- Text
━━━━━━━━━━━━━━━━
If we are dealing with twelve subjects, of which eleven are almost entirely accepted, then, obviously, there can be no common theme. What is there in common between the creation of an Eggs Authority, the regulation of smallholdings, the eradication of brucellosis and giving assistance to the Government of Northern Ireland in connection with weeds? It was mentioned by the noble Lord, Lord Nugent, that he intended to put down quite a number of Amendments, and I look forward to finding out whether his contribution to the problems of the Government in that troubled Province is the substitution of the word "Paisley" in the way he suggested. A number of noble Lords were not at all dismayed by the fact that the Bill covers twelve subjects, because they suggested that it ought to cover more.

A considerable amount of time was devoted to references to the Annual Price Review. That, of course, is not strictly relevant to this Bill, but I think it would be wrong if I did not refer, perhaps somewhat briefly, to some of the points that have been made. My noble friend Lady Wootton allowed herself to be deceived by the noble Lord, Lord Nugent, into thinking that he was cross at the beginning of this discussion. As a matter of fact, he very soon abandoned the pretence of being cross and reverted to his usual helpful, equable self. I, unlike my noble friend, was not deceived at all.

He opened his remarks by referring to the current position over the net income of the industry and the measures which were taken by the Government following the recent Annual Review. A comparison of income trends and the figures which the noble Lord mentioned does not take full account of important factors, such as the decline in the number of fulltime farms, and a percentage decline in the total industry does not necessarily mean a similar percentage decline in even the average income of the farmers who remain in the industry. Income per farm is certainly not as bad as was suggested.


My Lords, may I interrupt the noble Lord to ask him whether he will give us the numbers of the decline in fulltime fanners, as given in the White Paper? They are not all that many. I looked them up myself.


My Lords, we know that it has been part of the Government's policy to encourage amalgamations and it has not been entirely unsuccessful. So far as I gather, amalgamating a number of farms into larger units does not increase the number of farms; I think it diminishes them. So whether the number is small or large, the figure is a diminution, as the noble Lord well knows.
━━━━━━━━━━━━━━━━
- Recorded information
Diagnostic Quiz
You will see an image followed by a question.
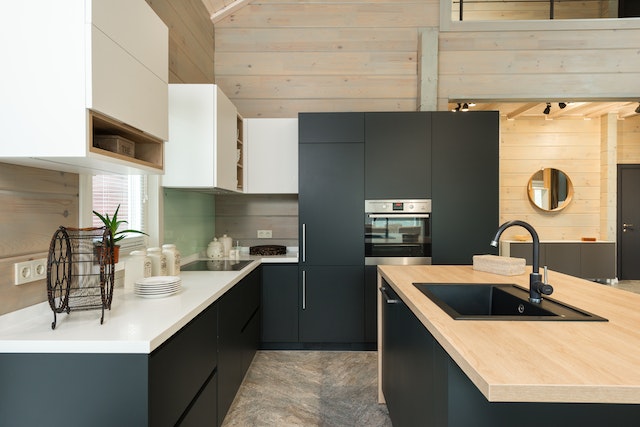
━━━━━━━━━━━━━━━━
- Task to complete
Quote the debate above from "If we are dealing" to "to cover more.".

- Written solution
If we are dealing with twelve subjects, of which eleven are almost entirely accepted, then, obviously, there can be no common theme. What is there in common between the creation of an Eggs Authority, the regulation of smallholdings, the eradication of brucellosis and giving assistance to the Government of Northern Ireland in connection with weeds? It was mentioned by the noble Lord, Lord Nugent, that he intended to put down quite a number of Amendments, and I look forward to finding out whether his contribution to the problems of the Government in that troubled Province is the substitution of the word "Paisley" in the way he suggested. A number of noble Lords were not at all dismayed by the fact that the Bill covers twelve subjects, because they suggested that it ought to cover more.